Depois da família se ter colocado ao espelho e embelezado, a partir da Palavra de Deus, a Páscoa é a porta aberta que a convida para o banquete pascal, para vislumbrar o dom da beleza de Deus, em Cristo Ressuscitado. É a certeza, que nas entrelinhas de uma vida marcada por tão sérias e cortantes adversidades, pode-se ler que o “amanhã” da família é pascal, como expõe Sophia de Mello Breyner Andresen, no poema A casa de Deus: “Aqui para além da morte da lacuna da perca e do desastre / Celebramos a Páscoa”, ou seja, a passagem para Aquele que não passa, como referia santo Agostinho.
Deste modo, a família percebe que não está só e jamais vive unicamente para si, mas transporta uma urgente e delicada missão: ser testemunha da ressurreição na vida quotidiana, ser portadora de uma boa notícia, capaz de ser poço no deserto da vida de tantas famílias sem emprego, sem alimento, sem habitação, sem mãe ou pai, sem filhos ou filhas.
★ ★ ★
**O problema**
Transcreva fielmente o trecho do excerto sobre a Páscoa na família que principia nas palavras “Depois da família” e termina após “referia santo Agostinho.”.
★ ★ ★
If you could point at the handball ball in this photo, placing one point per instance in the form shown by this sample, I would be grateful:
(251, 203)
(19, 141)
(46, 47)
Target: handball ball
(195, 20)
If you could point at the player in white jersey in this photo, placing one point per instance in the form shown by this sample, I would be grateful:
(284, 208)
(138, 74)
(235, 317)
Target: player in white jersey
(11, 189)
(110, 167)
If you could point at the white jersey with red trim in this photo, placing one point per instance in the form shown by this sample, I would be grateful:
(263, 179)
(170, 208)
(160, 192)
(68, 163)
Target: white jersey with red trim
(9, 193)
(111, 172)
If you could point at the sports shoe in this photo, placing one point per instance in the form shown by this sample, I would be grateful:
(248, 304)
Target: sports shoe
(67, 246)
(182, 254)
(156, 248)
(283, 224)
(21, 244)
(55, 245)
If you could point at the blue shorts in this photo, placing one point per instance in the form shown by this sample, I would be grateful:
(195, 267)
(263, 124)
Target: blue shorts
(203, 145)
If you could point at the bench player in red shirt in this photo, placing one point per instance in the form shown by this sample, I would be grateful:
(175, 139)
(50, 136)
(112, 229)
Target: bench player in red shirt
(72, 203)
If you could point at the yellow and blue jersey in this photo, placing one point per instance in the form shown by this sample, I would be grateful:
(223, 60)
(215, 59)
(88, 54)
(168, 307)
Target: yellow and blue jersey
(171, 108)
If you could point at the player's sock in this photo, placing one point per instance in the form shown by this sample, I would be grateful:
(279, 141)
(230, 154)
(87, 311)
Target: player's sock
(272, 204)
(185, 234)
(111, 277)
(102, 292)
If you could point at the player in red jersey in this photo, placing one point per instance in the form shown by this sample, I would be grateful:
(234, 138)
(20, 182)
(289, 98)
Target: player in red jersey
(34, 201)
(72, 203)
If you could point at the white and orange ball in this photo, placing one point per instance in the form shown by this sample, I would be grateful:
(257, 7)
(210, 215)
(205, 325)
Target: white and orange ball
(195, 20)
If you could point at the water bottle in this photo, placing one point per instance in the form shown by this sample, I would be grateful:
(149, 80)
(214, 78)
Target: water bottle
★ ★ ★
**Resposta final**
Depois da família se ter colocado ao espelho e embelezado, a partir da Palavra de Deus, a Páscoa é a porta aberta que a convida para o banquete pascal, para vislumbrar o dom da beleza de Deus, em Cristo Ressuscitado. É a certeza, que nas entrelinhas de uma vida marcada por tão sérias e cortantes adversidades, pode-se ler que o “amanhã” da família é pascal, como expõe Sophia de Mello Breyner Andresen, no poema A casa de Deus: “Aqui para além da morte da lacuna da perca e do desastre / Celebramos a Páscoa”, ou seja, a passagem para Aquele que não passa, como referia santo Agostinho.